Problemas -
1. De acordo com o texto sobre a velhice, em que país a velhice foi valorizada, ao contrário do que ocorria em geral nos séculos XVI e XVII?
2. Reproduza fielmente o trecho do texto sobre a velhice que se inicia pelas palavras "Com exceção de" e vai até as palavras "época muito remota.".
── Página ──
Com exceção de alguns países, os séculos XVI e XVII foram em geral muito impiedosos com as pessoas de idade. Na Bulgária, ao contrário, a velhice foi valorizada.

A longevidade era considerada uma virtude. Os puritanos também admiravam os velhos. Diderot dizia: "Honra-se a velhice, mas ninguém gosta dela". A nós parece uma grande verdade. A sociedade se afasta dos velhos como se se tratasse de uma espécie estranha".

Já o grande Goethe achava a velhice uma idéia gélida, abstrata e decepcionante.

Ao longo da história, os velhos receberam tratamento diverso, às vezes humanitário , às vezes insensível, desumano. Via de regra, entretanto, sempre foram maltratados, postos de lado.

Agora mesmo, entidades especializadas comentam o drama que a velhice representa para os europeus, como se ainda estivéssemos vivendo em época muito remota.

Todos os anos morrem de frio milhões de velhos no inverno. No verão, abandonados pelas famílias, que gozam férias entre junho e agosto, morrem de fome por falta de assistência. Este registro é da Age Concern, organização ligada à Universidade de Londres, para a qual é catastrófica a situação dos velhos na Europa.
───
── Dados registrados ──
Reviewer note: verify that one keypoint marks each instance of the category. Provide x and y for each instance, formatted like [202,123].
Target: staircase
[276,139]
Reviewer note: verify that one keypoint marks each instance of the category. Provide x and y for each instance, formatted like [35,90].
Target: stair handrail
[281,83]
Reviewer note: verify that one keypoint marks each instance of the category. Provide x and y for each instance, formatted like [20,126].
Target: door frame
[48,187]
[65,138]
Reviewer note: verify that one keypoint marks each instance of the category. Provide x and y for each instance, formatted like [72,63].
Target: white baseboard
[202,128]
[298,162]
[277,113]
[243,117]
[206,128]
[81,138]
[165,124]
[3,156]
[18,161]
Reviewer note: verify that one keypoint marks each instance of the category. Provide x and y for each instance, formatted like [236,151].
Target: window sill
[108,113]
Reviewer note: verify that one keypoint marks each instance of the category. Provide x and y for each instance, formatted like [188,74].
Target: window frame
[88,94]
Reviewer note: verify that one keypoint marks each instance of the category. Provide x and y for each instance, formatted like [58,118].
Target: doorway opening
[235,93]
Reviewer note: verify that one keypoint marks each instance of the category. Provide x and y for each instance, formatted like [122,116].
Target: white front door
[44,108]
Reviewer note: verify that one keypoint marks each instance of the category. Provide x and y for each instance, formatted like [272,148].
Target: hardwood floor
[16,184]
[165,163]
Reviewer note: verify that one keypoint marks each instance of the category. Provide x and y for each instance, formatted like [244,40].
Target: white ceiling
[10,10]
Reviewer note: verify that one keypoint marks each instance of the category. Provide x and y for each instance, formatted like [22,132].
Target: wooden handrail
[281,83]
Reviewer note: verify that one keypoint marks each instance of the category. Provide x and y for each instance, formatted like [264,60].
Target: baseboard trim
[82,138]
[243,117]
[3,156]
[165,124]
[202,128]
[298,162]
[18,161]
───
Soluções dos exercícios -
1. Na Bulgária.

2.
Com exceção de alguns países, os séculos XVI e XVII foram em geral muito impiedosos com as pessoas de idade. Na Bulgária, ao contrário, a velhice foi valorizada.

A longevidade era considerada uma virtude. Os puritanos também admiravam os velhos. Diderot dizia: "Honra-se a velhice, mas ninguém gosta dela". A nós parece uma grande verdade. A sociedade se afasta dos velhos como se se tratasse de uma espécie estranha".

Já o grande Goethe achava a velhice uma idéia gélida, abstrata e decepcionante.

Ao longo da história, os velhos receberam tratamento diverso, às vezes humanitário , às vezes insensível, desumano. Via de regra, entretanto, sempre foram maltratados, postos de lado.

Agora mesmo, entidades especializadas comentam o drama que a velhice representa para os europeus, como se ainda estivéssemos vivendo em época muito remota.